> ENTRIES
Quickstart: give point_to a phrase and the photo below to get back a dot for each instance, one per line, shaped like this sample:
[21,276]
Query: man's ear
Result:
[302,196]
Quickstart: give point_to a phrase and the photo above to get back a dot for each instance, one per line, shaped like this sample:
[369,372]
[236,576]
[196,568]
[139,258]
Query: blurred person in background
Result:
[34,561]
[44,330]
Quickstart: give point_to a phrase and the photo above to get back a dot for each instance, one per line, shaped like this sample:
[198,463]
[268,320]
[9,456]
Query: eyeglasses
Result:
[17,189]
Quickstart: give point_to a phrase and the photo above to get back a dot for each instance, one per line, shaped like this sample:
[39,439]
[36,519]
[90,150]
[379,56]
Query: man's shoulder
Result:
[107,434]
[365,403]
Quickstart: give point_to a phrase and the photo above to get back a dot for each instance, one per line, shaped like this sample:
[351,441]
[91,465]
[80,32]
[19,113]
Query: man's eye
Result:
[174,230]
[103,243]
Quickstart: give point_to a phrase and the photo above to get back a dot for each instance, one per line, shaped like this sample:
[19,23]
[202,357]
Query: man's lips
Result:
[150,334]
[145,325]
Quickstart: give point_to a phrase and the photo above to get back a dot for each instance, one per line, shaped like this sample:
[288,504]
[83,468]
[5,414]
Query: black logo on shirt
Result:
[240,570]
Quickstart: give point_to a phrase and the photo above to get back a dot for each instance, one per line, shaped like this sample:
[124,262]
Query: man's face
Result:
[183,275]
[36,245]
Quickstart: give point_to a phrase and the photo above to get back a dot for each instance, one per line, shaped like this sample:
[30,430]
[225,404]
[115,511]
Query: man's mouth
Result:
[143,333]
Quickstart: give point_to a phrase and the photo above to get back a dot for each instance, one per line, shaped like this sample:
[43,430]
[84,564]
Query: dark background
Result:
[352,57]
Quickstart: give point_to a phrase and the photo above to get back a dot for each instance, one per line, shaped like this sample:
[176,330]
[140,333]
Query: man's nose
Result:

> WRITTEN REQUEST
Which lines in the listing above contain the word "background"? Collect every one of them, treating capital and lowercase letters as different.

> OUTPUT OF THE TASK
Query: blurred person in background
Query: dark background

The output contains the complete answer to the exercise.